What to produce ▸
Switch "planogram log" to "inventory log" everywhere in the items below, and rewrite them with nothing else changed. Leave the pictures out.

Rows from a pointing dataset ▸
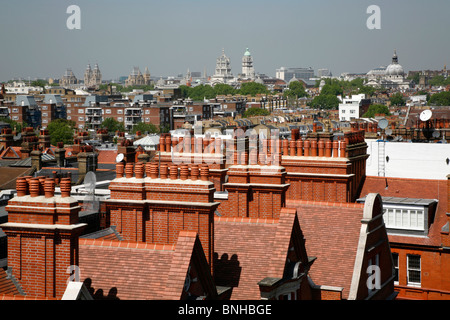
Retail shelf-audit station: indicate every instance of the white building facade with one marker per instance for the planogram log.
(353, 108)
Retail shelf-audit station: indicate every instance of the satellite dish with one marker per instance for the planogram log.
(119, 157)
(383, 123)
(90, 202)
(18, 137)
(426, 115)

Response for this exercise ▸
Retail shelf-audit station: indicate every instance of the white building facade with one marker per instance for the inventory log.
(353, 108)
Retail shelf-audit station: indicate every instance of the satellite dish with one marker per instance for the inventory log.
(119, 157)
(383, 123)
(90, 202)
(18, 137)
(426, 115)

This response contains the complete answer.